- WAS ERWARTET WIRD -
Greife aus den Daten unten jede Zeile heraus, in der das Wort „banner“ vorkommt, und schreibe diese Zeilen ab.

- ZEILEN -
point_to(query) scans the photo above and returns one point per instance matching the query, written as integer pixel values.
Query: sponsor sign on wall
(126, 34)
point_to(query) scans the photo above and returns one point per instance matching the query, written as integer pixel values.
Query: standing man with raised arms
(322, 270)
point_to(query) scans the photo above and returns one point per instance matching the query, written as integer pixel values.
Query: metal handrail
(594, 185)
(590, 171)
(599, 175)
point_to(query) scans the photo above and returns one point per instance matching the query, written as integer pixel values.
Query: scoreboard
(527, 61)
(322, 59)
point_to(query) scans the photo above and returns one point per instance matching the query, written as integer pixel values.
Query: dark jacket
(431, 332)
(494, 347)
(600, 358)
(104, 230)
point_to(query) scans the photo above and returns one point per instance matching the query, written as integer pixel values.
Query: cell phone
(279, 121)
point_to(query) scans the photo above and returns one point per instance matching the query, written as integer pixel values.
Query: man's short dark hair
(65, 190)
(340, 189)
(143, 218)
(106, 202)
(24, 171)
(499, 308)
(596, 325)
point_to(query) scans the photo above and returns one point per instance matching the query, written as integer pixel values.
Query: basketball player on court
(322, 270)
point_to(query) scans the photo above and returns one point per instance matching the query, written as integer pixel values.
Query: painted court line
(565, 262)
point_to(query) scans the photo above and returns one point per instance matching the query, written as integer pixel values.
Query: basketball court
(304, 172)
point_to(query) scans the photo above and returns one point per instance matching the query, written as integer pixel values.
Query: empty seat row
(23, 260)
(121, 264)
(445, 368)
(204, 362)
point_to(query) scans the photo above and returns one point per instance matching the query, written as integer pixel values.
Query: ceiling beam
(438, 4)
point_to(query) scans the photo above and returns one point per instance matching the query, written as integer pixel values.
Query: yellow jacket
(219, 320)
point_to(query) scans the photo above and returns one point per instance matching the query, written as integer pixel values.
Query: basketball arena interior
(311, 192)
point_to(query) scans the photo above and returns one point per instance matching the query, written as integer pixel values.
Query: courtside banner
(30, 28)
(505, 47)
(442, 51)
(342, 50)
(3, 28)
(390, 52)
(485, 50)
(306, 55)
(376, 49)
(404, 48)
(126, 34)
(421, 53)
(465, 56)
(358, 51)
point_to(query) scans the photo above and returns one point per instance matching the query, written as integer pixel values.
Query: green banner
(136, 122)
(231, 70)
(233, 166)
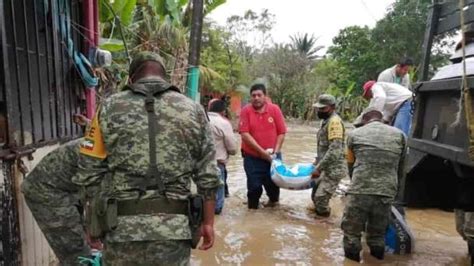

- GELÖSTE AUFGABE -
Query: courtside banner
Query: green banner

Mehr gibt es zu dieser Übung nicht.